◆ **ページ抜粋**
____________________

生きた化石、モトグッツィV7がヤバい。

いろいろあって2台目のモトグッツィV7を、買って取り替えた筆者が、V7のスゴさについて。

所有中、元所有バイクの、スズキSV650、GSX-8R、カワサキZ900RS、などと比較しながら、紹介していきます。

1.V7とは

モトグッツィV7とは、横に張りだしたエンジンが特徴の、一目見ただけで唯一無二であることを、感じとれるバイクです。

MOTO GUZZI V7 Stone

MOTO GUZZI V7 Stone

この張り出した形は、縦置き90度空冷Vツインエンジンという、絶滅危惧種で、モトグッツィしか作っていません。

これが普通に公道を走れるというだけで、世界遺産に認定した方が良いかもしれない。

Vツインの魅力に取り憑かれると、最後はここに行き着いてしまう、まさにヘンタイな魂たちの最終処分場が、モトグッツィというメーカーのバイクたちです。

エンジンが縦置きのためチェーンは使わず、シャフトドライブになっていることも、特徴の一つです、チェーンがないから静かかと思いきや、別のメカ音があるものの、進行方向を向いたシャフトが、直進安定性につながると言われています。

V7はこういった独得のパッケージングですが、今後新しく出てくることはないので、モトグッツィがやめたら絶滅確定。

現行モデルは、クラシカルなスタイルのSpecial、モダンなStoneが中心のモデルです。

Specialはメッキ仕上げ箇所多数、アナログ2眼メーターを最近まで、継続していました。

Stoneはマットな仕上げが多く、Special Edition、TEN、Corsaなどの、特別仕様車も展開しています。

____________________

◆ **項目一覧**
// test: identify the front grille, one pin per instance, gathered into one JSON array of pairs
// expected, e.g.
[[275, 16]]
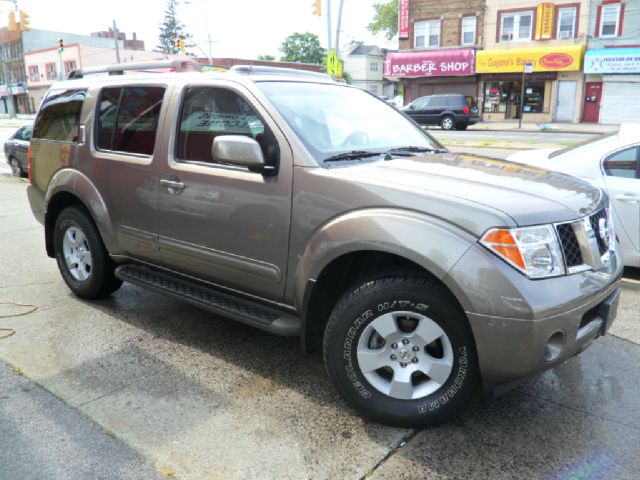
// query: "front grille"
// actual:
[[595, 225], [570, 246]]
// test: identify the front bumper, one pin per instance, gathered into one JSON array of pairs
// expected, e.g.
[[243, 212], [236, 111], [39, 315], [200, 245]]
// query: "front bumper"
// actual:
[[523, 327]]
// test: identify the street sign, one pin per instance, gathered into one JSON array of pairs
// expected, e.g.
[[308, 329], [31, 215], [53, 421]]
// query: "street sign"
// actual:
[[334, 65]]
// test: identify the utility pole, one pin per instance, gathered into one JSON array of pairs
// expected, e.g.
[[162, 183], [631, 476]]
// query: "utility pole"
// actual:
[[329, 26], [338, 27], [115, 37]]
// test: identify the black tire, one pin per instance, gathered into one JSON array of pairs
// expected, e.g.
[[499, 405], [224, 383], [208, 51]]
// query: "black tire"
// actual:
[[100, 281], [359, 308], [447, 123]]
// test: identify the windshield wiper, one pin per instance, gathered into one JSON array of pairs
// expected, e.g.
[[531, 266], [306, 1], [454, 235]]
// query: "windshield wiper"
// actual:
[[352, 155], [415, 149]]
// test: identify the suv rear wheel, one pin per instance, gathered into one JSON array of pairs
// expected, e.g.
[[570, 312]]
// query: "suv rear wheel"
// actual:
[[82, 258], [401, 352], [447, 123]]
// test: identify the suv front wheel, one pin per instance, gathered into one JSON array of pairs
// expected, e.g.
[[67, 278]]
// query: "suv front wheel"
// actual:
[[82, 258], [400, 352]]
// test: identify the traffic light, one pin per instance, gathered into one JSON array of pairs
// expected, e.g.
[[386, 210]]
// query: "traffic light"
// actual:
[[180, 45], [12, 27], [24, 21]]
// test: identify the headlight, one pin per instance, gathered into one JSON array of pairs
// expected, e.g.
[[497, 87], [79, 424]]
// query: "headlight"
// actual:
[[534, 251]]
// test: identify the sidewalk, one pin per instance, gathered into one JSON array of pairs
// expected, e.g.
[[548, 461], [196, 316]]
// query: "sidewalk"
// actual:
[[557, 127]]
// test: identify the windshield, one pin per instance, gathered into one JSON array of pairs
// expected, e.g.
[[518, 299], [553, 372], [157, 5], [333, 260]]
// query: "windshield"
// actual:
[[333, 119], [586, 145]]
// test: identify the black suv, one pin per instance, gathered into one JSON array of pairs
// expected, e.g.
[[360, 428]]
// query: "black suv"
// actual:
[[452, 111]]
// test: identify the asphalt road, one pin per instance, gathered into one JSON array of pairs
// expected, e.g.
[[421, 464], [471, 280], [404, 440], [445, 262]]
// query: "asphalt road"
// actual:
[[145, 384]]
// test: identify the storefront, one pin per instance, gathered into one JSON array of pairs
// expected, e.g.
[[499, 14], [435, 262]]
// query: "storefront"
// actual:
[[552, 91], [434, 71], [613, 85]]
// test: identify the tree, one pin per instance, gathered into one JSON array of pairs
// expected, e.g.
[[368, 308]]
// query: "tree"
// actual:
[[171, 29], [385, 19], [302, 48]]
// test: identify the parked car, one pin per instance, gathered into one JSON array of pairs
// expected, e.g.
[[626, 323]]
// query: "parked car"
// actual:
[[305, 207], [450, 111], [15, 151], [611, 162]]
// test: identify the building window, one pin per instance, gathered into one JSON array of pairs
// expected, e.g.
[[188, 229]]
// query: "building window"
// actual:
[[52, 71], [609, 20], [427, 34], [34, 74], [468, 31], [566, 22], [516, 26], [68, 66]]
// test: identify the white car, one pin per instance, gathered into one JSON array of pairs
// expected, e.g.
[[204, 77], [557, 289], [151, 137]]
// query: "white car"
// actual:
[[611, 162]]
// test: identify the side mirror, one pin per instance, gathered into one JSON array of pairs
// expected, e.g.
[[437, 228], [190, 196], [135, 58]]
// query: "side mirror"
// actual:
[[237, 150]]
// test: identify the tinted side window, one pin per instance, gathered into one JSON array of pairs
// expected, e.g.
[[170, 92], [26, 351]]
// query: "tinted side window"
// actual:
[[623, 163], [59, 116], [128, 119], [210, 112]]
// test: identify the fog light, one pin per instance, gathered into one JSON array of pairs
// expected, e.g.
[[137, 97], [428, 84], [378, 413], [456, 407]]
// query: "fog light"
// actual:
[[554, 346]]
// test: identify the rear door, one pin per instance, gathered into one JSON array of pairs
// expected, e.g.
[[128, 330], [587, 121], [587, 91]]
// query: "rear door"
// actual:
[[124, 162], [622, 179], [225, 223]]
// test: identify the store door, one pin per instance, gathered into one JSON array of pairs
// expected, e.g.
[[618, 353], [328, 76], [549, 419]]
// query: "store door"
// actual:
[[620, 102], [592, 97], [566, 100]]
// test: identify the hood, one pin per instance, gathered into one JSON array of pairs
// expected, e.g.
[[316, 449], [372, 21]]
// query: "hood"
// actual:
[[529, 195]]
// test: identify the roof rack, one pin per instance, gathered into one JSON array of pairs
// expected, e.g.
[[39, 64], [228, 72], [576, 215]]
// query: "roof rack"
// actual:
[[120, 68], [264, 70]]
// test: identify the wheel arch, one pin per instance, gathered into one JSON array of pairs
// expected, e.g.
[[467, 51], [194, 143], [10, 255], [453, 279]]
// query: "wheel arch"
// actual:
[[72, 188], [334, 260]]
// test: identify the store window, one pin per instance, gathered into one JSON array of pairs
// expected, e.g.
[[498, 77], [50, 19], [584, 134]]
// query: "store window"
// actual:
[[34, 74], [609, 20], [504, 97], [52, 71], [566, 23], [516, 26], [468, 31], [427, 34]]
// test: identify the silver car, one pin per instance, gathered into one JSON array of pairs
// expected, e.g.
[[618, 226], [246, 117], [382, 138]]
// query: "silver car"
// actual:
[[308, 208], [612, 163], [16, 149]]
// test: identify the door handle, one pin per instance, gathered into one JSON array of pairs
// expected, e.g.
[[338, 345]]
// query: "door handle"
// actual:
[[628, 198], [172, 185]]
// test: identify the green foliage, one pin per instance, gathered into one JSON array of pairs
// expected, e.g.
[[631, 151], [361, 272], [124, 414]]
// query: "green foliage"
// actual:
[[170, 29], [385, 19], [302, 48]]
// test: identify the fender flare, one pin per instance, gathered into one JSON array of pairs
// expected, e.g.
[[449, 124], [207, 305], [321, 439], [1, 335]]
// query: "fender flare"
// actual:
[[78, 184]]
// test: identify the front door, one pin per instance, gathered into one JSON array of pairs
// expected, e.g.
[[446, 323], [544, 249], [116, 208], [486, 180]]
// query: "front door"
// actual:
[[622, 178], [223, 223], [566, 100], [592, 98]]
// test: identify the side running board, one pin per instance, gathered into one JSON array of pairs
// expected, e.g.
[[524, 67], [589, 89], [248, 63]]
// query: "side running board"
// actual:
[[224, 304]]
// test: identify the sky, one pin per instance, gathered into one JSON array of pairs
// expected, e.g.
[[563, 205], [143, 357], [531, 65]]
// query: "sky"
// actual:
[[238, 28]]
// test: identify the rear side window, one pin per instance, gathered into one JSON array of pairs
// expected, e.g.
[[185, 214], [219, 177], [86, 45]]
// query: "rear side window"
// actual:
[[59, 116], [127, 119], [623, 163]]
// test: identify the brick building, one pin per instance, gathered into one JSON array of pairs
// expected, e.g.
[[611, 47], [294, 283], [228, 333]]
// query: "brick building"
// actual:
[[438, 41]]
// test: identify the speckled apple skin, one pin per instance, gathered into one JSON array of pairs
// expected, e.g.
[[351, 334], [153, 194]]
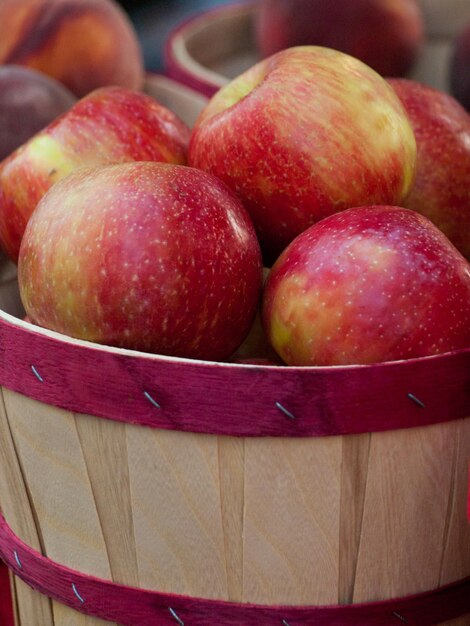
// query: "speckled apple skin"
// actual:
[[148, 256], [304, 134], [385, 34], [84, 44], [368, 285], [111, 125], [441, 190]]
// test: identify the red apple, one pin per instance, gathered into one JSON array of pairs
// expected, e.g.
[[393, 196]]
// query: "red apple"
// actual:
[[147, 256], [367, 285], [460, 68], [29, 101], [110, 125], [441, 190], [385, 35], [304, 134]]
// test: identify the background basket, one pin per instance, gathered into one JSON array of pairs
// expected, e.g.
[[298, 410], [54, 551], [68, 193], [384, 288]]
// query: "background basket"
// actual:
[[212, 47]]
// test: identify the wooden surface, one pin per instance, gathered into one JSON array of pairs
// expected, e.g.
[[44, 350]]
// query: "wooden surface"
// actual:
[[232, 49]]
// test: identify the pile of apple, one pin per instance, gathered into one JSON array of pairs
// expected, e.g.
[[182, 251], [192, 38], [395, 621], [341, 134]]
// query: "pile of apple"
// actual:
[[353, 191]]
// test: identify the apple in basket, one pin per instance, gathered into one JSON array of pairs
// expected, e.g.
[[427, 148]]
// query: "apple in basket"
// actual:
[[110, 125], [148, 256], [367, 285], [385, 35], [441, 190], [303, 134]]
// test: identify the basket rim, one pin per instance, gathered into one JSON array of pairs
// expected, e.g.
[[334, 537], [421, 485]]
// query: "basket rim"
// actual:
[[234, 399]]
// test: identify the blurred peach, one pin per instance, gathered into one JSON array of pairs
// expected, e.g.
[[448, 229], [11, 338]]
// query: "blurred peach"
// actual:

____________________

◆ **課題一覧**
**1)** V7の記事では、V7はチェーンの代わりにどんな駆動方式を採用していると書かれていますか。
**2)** V7の記事を、最後の文の後から書き継いでください。

◆ **解答一覧**
**1)** シャフトドライブです。

**2)**
2025年モデルは電子制御スロットルに、アップデートし、新たに走行性能を上げたSportも追加、Specialもデジタル単眼メーターになって、Stoneとの差があまりなくなり、クラシカルなスタイルは2024年までのモデルで、終焉を迎えた感があります。

モトグッチはV7以外も縦置きVツインの、車種展開ですが、1921年設立以来100年続く、イタリア最古のバイクメーカーです。

V7は2021年にエンジンがV9と統合され、744ccから853ccになっています、そういう歴史によりV7という名前でありながら、853ccで「あれ?」と名前になっていますが、そのへんイタリアなので気にしないでください。

2.走行フィーリング

V7の走行フィーリングとして、特徴的なものを紹介します。

(1)旋回感覚が異次元

旋回時の車体バンクがやたら素直で、車体のサイズ感や重さから想像するより、軽々動かせます、これはエンジンの縦置きレイアウトによるものとのことで、筆者はこの旋回感覚がたまらなく好きで、ついV7を買ってしまいました。

スパッとバンクして、すーっと曲がっていく気持ちよさは、初見で「おっ?」となる人が多いでしょう。

(2)Vツインの鼓動感がいい

なかなかにメカメカしく、勇ましい音で目覚めるエンジン。

低回転はまずまず鼓動感があって魅力的です、ゆっくり走るのが心地よく、のんびり走行もストレスを感じません。

エンジンを回していくと、まるで振動が減っていくかのような感覚は、Vツインならでは、爽快感のある走りができて、低回転と高回転で二面性を楽しめるのも魅力です。

(3)エンジン回転上下のマイルドさ

クラッチを切った時などのエンジン回転変動が、ゆっくりめで急かされず、シビアな操作をしなくて良いので、いつも気楽に乗れます。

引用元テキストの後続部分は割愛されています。